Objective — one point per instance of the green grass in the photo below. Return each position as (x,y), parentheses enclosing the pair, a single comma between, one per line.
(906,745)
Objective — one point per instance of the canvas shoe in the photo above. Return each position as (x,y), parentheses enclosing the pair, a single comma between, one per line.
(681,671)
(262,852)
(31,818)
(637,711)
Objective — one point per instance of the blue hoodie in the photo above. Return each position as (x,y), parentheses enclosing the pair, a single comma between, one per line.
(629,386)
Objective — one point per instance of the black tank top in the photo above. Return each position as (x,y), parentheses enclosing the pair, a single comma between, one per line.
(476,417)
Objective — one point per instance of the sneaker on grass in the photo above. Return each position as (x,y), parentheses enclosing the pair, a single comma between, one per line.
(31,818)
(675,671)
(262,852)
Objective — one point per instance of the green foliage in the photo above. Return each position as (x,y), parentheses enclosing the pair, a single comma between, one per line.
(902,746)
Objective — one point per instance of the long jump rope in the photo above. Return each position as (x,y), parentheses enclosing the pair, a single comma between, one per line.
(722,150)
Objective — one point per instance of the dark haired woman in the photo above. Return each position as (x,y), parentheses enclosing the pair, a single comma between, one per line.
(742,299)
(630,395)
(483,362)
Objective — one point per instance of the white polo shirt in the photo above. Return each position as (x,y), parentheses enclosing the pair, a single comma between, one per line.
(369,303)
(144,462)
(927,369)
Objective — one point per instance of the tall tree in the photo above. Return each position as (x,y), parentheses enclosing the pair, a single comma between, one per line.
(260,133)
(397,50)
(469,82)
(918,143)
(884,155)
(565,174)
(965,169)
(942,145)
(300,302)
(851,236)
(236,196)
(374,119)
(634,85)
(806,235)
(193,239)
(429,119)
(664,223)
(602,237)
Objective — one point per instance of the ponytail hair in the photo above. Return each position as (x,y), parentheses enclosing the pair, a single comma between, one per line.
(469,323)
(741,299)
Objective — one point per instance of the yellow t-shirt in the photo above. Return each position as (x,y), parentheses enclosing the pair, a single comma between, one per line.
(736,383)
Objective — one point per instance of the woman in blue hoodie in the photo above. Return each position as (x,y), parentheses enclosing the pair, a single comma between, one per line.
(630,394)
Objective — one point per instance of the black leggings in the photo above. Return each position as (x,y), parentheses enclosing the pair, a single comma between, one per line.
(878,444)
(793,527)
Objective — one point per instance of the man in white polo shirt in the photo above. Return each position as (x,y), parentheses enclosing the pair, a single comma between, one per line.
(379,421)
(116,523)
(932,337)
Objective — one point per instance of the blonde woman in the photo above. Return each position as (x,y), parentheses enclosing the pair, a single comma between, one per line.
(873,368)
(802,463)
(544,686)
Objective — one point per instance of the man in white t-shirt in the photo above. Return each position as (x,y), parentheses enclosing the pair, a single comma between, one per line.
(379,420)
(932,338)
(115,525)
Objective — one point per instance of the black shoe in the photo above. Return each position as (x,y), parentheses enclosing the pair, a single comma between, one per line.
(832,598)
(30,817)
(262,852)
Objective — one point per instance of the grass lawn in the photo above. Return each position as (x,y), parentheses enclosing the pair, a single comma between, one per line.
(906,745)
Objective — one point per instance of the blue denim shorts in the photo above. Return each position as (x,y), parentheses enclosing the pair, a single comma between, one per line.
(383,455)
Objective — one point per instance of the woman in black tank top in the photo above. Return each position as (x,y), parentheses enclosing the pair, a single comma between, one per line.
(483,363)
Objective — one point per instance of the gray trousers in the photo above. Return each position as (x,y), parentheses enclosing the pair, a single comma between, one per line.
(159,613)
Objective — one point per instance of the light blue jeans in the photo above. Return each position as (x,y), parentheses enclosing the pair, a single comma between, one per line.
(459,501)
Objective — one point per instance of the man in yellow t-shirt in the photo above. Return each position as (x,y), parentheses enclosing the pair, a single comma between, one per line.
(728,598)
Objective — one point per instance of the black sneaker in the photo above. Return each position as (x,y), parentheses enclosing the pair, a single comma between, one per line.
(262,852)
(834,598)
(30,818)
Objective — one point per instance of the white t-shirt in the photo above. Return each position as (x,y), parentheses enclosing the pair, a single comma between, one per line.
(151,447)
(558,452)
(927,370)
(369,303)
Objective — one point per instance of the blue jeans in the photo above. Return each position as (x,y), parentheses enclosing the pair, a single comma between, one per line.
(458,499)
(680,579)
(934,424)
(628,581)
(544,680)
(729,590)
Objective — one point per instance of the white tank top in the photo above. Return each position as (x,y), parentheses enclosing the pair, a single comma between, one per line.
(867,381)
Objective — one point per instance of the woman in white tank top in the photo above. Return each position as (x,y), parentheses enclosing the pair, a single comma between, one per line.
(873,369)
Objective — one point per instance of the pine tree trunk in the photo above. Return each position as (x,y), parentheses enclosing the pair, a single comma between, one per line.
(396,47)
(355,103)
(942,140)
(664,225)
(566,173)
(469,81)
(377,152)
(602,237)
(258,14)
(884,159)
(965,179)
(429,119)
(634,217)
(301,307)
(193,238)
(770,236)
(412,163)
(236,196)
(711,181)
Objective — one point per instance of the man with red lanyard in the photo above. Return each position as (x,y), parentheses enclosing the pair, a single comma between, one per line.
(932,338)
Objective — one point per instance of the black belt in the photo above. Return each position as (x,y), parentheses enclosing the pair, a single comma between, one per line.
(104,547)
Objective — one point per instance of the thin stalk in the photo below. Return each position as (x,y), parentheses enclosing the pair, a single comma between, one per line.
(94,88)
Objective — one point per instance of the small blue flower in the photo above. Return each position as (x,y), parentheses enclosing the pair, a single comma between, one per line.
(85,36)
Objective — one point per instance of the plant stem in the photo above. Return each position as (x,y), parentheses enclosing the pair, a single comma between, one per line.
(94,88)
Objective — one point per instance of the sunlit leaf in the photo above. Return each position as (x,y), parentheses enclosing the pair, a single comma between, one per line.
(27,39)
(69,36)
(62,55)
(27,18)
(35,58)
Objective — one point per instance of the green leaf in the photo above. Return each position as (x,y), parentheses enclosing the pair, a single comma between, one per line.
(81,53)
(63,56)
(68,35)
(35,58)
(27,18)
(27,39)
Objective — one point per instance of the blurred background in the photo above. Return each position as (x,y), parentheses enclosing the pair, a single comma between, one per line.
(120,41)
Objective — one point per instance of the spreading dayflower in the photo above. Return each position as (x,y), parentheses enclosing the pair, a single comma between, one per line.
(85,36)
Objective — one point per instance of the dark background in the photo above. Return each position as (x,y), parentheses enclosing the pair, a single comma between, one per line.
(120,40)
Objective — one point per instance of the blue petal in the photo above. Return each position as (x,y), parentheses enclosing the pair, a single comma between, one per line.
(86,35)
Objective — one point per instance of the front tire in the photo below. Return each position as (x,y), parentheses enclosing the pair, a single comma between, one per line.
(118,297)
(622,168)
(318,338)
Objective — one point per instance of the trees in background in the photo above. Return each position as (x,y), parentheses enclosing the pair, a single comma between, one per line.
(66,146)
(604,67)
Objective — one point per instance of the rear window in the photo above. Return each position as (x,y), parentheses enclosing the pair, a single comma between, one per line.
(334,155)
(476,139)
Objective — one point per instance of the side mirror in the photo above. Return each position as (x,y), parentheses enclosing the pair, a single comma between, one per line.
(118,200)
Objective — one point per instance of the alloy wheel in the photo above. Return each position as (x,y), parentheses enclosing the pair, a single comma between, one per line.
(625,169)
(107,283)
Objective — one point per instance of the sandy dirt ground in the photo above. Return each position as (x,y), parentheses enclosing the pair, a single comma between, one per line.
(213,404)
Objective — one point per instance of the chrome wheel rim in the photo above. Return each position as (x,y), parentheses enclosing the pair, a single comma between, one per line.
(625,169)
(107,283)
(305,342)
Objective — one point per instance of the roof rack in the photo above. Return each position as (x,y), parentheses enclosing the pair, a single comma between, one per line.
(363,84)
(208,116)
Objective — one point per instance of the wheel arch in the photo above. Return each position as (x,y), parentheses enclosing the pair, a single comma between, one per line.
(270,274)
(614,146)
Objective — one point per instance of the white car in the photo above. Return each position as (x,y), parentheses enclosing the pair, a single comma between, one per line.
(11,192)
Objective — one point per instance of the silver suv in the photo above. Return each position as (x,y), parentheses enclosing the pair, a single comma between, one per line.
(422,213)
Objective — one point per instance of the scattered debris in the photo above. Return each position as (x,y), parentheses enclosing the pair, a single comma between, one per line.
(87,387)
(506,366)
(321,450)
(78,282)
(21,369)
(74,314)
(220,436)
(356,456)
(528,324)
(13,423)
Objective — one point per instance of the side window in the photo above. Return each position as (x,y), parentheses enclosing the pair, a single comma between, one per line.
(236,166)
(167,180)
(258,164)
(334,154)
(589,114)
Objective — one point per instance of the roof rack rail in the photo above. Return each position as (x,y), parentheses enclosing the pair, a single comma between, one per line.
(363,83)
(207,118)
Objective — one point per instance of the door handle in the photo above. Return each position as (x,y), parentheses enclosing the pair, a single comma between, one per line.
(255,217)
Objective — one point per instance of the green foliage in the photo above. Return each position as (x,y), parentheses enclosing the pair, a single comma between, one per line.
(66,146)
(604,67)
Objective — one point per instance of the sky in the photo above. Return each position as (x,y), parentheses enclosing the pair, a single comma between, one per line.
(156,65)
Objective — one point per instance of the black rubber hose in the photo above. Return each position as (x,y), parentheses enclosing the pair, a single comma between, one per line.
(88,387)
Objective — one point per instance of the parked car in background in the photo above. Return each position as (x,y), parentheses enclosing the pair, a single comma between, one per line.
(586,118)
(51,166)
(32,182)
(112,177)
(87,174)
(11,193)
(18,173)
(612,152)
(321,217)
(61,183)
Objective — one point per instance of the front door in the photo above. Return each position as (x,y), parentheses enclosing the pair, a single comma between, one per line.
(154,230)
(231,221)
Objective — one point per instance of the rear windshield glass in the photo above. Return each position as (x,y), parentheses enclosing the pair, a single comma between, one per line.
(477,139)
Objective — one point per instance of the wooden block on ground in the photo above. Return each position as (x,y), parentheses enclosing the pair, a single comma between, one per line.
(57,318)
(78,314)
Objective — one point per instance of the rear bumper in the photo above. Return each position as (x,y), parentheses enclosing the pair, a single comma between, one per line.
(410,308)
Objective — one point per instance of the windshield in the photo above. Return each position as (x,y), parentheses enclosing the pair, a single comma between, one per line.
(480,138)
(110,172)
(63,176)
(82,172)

-*-*-

## What the task requires
What belongs in the answer is the line with "Objective — one point per instance of the roof rack rail" plus every later line of the listing, copied word for word and nothing besides.

## Problem solution
Objective — one point per instance of the roof rack rail in the photo above. Return each position as (x,y), parentheses enclosing the pair, a single comma between, one per line.
(363,83)
(207,118)
Objective — one point per instance of the door handle in the photo above. Return each position as (x,y), parentheses enclosing the pair, a single comma between, one per line.
(255,217)
Objective — one point per instance of the green foliage in the photo above. Return each position as (x,y), parentheses enclosing the pair, a single comma between, one per line.
(66,146)
(604,67)
Objective — one point per instance of the sky in the photo above. Return each position as (x,y), parentheses enclosing the pair, a single comma between, one per line.
(156,65)
Objective — one point per instance of the black rubber hose in the photo above. Return each position as (x,y), parentheses enclosing the pair, a single comma between, one per line.
(88,387)
Objective — one point per instance of the parked car in background in the photo above. Return each position as (x,y), parentheses enclosing the pair, a single comma between, one per line.
(586,118)
(51,166)
(32,182)
(112,177)
(87,174)
(11,193)
(18,173)
(612,152)
(321,217)
(61,183)
Objective — one point per instance of the front door in the photo above. Return each position as (x,y), parentheses enclosing the pair, a single comma between, one per line.
(154,230)
(231,221)
Objective — one point per instance of the rear windshield glass in the photo above. Return each position as (x,y), parentheses enclosing the pair, a single comma between, one per line.
(477,139)
Objective — one point per instance of the wooden block on ground in the photo above. Return each position as (x,y), parentheses enclosing the pair, a single comma between, one per line.
(57,318)
(78,314)
Objective — one point per instance of the rear bumper in the photo above. Return each position as (x,y), parentheses enclosing the pair, a single comma between, one per line.
(410,308)
Objective — one point per instance of the windshield in the photo above. Return each position as (x,y), parentheses enclosing the pair, a single comma between, one per line.
(480,138)
(110,172)
(63,176)
(82,172)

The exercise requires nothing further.